### Written task
Identify the line with "Mark every instance of the forest"; copy word for word that line and every one after it, to the end of the listing. Exclude pictures.

# start of Source material

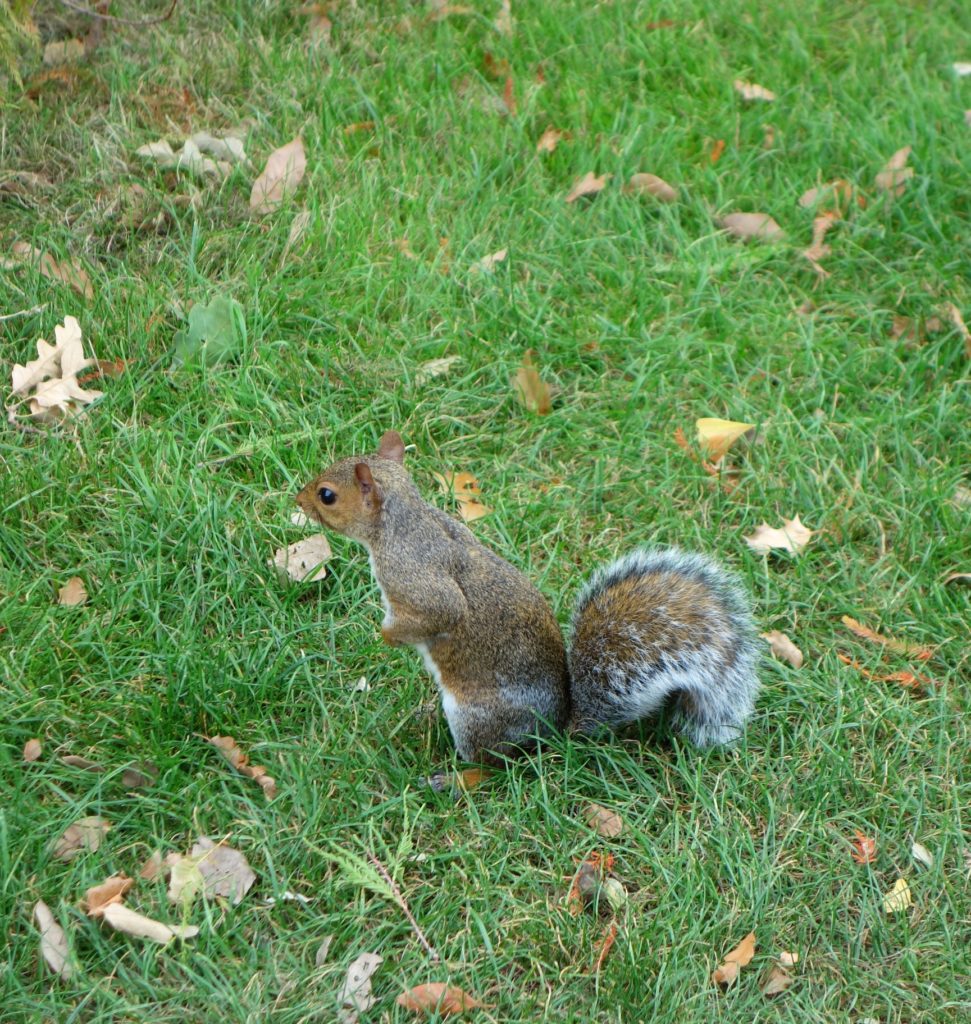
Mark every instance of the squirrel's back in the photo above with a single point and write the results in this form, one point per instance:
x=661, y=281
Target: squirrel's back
x=664, y=628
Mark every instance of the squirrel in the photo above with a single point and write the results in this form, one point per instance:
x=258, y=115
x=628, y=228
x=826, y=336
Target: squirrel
x=659, y=628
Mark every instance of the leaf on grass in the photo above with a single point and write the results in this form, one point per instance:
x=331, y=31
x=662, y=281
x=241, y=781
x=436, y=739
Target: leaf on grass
x=284, y=172
x=921, y=854
x=792, y=537
x=123, y=919
x=752, y=225
x=784, y=648
x=355, y=995
x=110, y=891
x=531, y=389
x=608, y=823
x=53, y=941
x=465, y=489
x=895, y=174
x=891, y=643
x=488, y=263
x=864, y=848
x=650, y=184
x=435, y=368
x=226, y=745
x=727, y=972
x=304, y=560
x=716, y=436
x=751, y=91
x=775, y=981
x=899, y=897
x=215, y=334
x=550, y=139
x=437, y=997
x=73, y=593
x=588, y=186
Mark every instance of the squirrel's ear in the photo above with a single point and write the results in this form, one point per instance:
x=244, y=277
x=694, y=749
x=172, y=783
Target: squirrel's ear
x=367, y=484
x=391, y=446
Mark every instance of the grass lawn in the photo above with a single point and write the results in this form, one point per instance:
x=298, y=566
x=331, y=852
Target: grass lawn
x=168, y=496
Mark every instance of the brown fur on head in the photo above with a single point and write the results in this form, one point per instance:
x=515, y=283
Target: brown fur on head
x=348, y=496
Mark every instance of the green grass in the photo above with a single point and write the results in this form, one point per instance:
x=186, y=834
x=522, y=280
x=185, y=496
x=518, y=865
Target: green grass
x=168, y=497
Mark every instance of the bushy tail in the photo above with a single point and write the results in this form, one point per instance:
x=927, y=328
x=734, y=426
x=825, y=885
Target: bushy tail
x=664, y=628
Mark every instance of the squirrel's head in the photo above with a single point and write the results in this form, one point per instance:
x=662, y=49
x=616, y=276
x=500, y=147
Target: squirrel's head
x=348, y=496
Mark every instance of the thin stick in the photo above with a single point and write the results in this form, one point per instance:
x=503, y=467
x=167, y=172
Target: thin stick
x=81, y=9
x=432, y=952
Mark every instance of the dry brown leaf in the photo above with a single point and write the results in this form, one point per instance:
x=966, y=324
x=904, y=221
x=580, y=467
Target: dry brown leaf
x=73, y=593
x=550, y=139
x=531, y=389
x=727, y=971
x=437, y=997
x=123, y=919
x=110, y=891
x=465, y=489
x=792, y=537
x=282, y=175
x=716, y=436
x=752, y=225
x=775, y=981
x=53, y=941
x=228, y=749
x=864, y=848
x=895, y=174
x=900, y=646
x=588, y=186
x=784, y=648
x=85, y=834
x=608, y=823
x=751, y=91
x=650, y=184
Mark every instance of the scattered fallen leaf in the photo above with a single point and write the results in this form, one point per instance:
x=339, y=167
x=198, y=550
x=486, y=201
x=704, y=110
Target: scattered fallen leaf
x=550, y=139
x=110, y=891
x=465, y=489
x=531, y=389
x=892, y=179
x=284, y=171
x=488, y=263
x=355, y=995
x=123, y=919
x=85, y=834
x=921, y=854
x=864, y=848
x=437, y=997
x=603, y=820
x=752, y=225
x=792, y=537
x=784, y=648
x=775, y=981
x=73, y=593
x=304, y=560
x=899, y=897
x=650, y=184
x=228, y=749
x=727, y=971
x=716, y=436
x=215, y=334
x=751, y=91
x=435, y=368
x=53, y=941
x=588, y=185
x=900, y=646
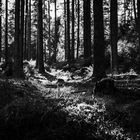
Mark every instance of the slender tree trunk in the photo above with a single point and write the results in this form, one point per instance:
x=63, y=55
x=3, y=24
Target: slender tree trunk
x=135, y=13
x=29, y=32
x=40, y=38
x=44, y=13
x=6, y=31
x=87, y=29
x=68, y=32
x=124, y=11
x=0, y=29
x=78, y=22
x=22, y=32
x=49, y=46
x=65, y=23
x=55, y=41
x=18, y=70
x=73, y=34
x=114, y=34
x=138, y=21
x=25, y=34
x=99, y=46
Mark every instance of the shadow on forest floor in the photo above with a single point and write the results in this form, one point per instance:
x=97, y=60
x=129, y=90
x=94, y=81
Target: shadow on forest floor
x=25, y=113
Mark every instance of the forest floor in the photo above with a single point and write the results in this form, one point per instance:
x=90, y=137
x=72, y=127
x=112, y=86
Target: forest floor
x=41, y=108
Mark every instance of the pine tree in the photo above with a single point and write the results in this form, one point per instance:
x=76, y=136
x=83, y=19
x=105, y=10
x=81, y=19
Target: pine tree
x=73, y=34
x=18, y=66
x=87, y=29
x=114, y=34
x=99, y=45
x=40, y=38
x=6, y=32
x=0, y=29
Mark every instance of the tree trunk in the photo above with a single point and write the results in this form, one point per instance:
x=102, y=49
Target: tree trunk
x=65, y=23
x=55, y=41
x=21, y=33
x=114, y=34
x=99, y=46
x=78, y=22
x=40, y=38
x=73, y=34
x=0, y=29
x=87, y=29
x=25, y=34
x=135, y=13
x=18, y=69
x=49, y=46
x=138, y=21
x=68, y=32
x=29, y=32
x=6, y=32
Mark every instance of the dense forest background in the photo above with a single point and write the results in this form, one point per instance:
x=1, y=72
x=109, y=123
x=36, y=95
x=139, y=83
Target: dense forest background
x=56, y=31
x=70, y=69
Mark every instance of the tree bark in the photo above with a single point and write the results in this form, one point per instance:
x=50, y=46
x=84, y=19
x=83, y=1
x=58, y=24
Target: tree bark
x=40, y=38
x=114, y=34
x=78, y=22
x=6, y=32
x=29, y=31
x=18, y=69
x=73, y=34
x=87, y=29
x=0, y=29
x=138, y=21
x=99, y=46
x=68, y=32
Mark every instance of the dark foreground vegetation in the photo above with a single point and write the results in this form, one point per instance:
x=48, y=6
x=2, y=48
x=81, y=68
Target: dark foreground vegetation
x=30, y=110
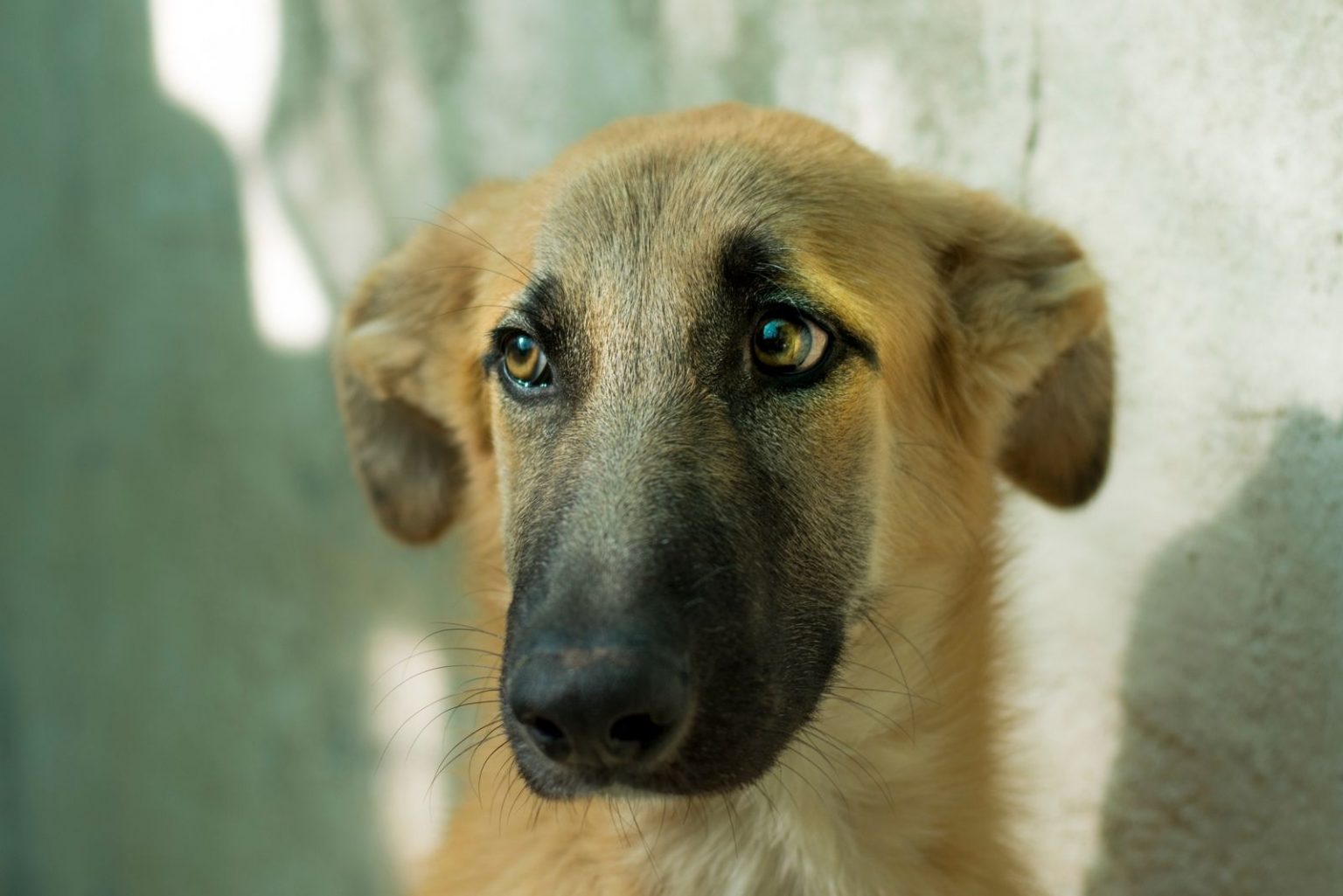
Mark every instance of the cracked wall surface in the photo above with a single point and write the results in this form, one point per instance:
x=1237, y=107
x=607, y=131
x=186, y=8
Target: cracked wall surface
x=193, y=598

# end of Source material

### Response for this exercise
Mark every instance of the forest floor in the photo above with a single point and write the results in this form, one point per instance:
x=90, y=137
x=72, y=127
x=112, y=86
Target: forest floor
x=41, y=108
Mark every instance of the pine tree in the photo above with a single point and write the results in this form, one point per instance:
x=76, y=136
x=83, y=19
x=105, y=10
x=81, y=19
Target: pine tree
x=73, y=34
x=18, y=66
x=87, y=29
x=114, y=34
x=99, y=45
x=40, y=38
x=6, y=32
x=0, y=29
Mark every instance of the tree trunk in the photo above with a single point and write the results in this form, one point per instance:
x=102, y=49
Target: tree trunk
x=65, y=23
x=55, y=41
x=21, y=33
x=114, y=34
x=99, y=46
x=78, y=22
x=40, y=38
x=73, y=34
x=0, y=29
x=87, y=29
x=25, y=34
x=135, y=13
x=18, y=69
x=49, y=46
x=138, y=21
x=68, y=32
x=29, y=32
x=6, y=32
Mark every instance of the dense forest background in the photo above with a single point and write the results in this form, one point per instance:
x=1, y=72
x=109, y=123
x=36, y=95
x=139, y=83
Target: dense forest background
x=56, y=31
x=70, y=69
Mark every instance of the tree bark in the photo above with a single point and write the results in this form, one point per instance:
x=50, y=46
x=84, y=19
x=83, y=1
x=58, y=24
Target: tree bark
x=40, y=38
x=114, y=34
x=78, y=22
x=6, y=32
x=29, y=31
x=18, y=69
x=73, y=34
x=87, y=29
x=0, y=29
x=138, y=21
x=99, y=46
x=68, y=32
Mark every instance of the dark foreground vegetation in the photo above with a single point and write the results in this form, one point per instance:
x=48, y=6
x=2, y=48
x=81, y=68
Target: dark foreground vegetation
x=30, y=110
Mark every instance of the cracked wall surface in the photo above with a single point and write the results in this form, one point per instance:
x=1237, y=107
x=607, y=131
x=186, y=8
Target: cracked wall surface
x=193, y=598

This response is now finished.